EXTRACTED DATA: Begin

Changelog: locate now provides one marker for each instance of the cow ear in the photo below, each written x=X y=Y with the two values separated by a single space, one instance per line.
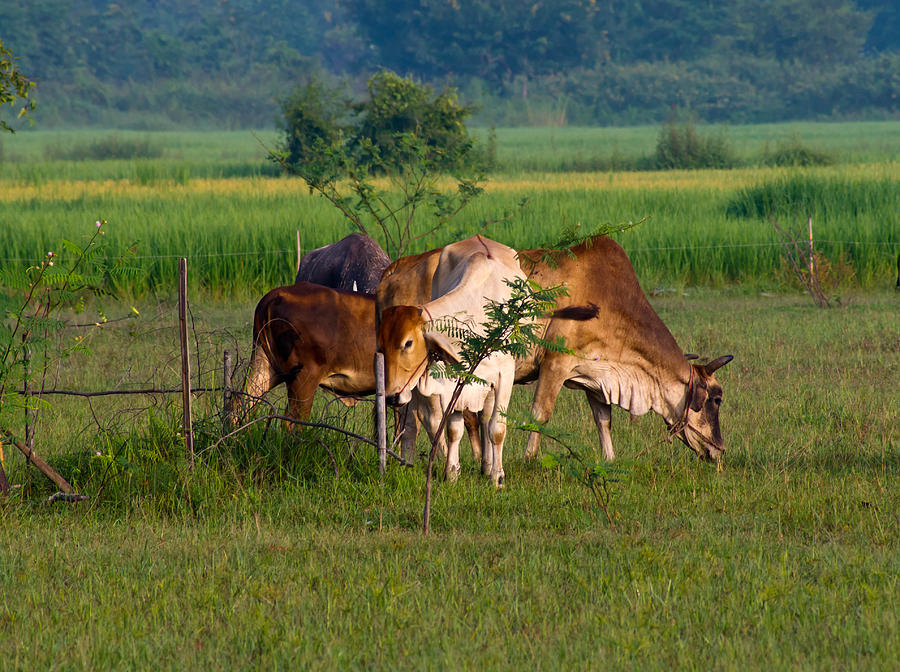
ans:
x=717 y=364
x=698 y=394
x=440 y=347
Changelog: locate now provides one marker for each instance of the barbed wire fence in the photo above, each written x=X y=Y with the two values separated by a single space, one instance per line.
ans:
x=170 y=356
x=221 y=356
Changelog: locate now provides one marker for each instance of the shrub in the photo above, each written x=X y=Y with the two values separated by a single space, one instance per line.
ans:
x=108 y=148
x=680 y=145
x=794 y=153
x=318 y=124
x=313 y=116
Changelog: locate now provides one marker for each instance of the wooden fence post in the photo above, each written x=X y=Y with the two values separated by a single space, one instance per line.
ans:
x=380 y=412
x=228 y=396
x=185 y=361
x=298 y=253
x=29 y=420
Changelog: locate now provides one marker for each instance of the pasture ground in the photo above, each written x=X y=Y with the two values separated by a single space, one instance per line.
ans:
x=788 y=558
x=286 y=550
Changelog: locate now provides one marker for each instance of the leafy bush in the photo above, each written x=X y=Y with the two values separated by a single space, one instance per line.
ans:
x=794 y=152
x=318 y=123
x=680 y=145
x=108 y=148
x=313 y=118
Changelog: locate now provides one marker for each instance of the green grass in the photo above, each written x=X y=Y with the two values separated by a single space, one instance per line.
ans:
x=262 y=556
x=700 y=232
x=518 y=149
x=787 y=558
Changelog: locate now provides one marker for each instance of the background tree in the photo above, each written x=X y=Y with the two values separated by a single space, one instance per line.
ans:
x=14 y=86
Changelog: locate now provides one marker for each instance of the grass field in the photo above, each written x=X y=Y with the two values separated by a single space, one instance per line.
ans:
x=286 y=550
x=787 y=558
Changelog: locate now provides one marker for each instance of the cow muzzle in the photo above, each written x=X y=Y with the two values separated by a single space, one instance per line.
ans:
x=399 y=399
x=706 y=448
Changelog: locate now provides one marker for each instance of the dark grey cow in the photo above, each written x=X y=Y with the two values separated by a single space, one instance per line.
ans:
x=355 y=263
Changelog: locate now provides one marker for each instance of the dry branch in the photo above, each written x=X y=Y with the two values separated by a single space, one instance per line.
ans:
x=45 y=468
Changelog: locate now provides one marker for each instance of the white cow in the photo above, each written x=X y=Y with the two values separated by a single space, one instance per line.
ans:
x=468 y=274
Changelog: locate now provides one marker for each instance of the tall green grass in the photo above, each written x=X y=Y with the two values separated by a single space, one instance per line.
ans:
x=787 y=558
x=245 y=244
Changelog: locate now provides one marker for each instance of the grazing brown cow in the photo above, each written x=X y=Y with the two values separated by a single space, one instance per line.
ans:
x=626 y=339
x=625 y=356
x=355 y=263
x=306 y=335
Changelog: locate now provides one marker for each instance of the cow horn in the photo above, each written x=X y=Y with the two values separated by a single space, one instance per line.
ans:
x=717 y=363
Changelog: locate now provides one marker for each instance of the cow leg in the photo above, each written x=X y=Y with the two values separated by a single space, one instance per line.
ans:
x=473 y=424
x=430 y=411
x=553 y=375
x=301 y=392
x=261 y=379
x=487 y=445
x=602 y=413
x=497 y=428
x=408 y=426
x=455 y=426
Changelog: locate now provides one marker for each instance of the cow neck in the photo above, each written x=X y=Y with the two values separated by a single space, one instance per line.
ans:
x=413 y=376
x=682 y=422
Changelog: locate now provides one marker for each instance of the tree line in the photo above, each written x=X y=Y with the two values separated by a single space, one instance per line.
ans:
x=229 y=63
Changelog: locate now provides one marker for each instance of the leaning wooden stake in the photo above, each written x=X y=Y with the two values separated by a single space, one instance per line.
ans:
x=185 y=361
x=298 y=253
x=380 y=412
x=29 y=419
x=227 y=401
x=45 y=468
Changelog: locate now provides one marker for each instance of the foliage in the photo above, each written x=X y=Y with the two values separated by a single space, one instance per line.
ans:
x=108 y=148
x=31 y=302
x=391 y=140
x=398 y=106
x=320 y=123
x=312 y=120
x=583 y=465
x=202 y=62
x=794 y=152
x=14 y=86
x=681 y=146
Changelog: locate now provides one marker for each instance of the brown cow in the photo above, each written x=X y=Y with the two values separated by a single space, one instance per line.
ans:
x=626 y=339
x=625 y=356
x=306 y=335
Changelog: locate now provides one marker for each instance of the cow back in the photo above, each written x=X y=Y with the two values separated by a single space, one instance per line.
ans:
x=354 y=263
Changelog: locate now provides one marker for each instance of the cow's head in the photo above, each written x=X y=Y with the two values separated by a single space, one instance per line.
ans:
x=700 y=428
x=408 y=349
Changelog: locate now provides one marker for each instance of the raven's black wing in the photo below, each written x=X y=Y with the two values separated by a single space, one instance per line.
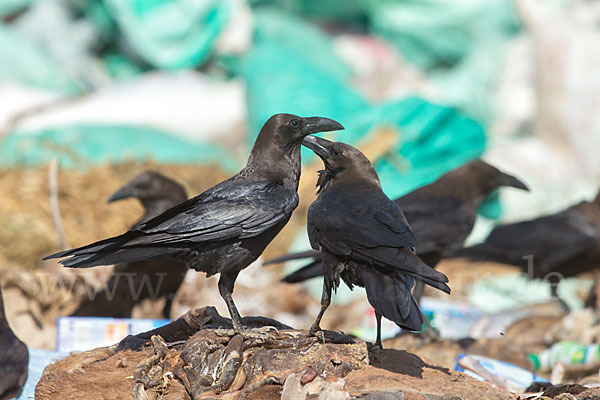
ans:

EXTRACTED DATA: End

Retrieve all lines from the data that contain the string "grass".

▸ **TASK RESULT**
Changelog: locate now provides one marker for each instance of the green grass in the photo above, each written x=X y=Y with the two values separated by a single space, one instance per line.
Changelog: locate now provides one marker for each instance of the grass field in the photo above, each written x=X y=Y with the two values separated by a single space, one instance per line.
Changelog: locate now provides one marker for each instance of the tall green grass in the photo above, each written x=X y=Y with the two values separated by a single space, one instance per line.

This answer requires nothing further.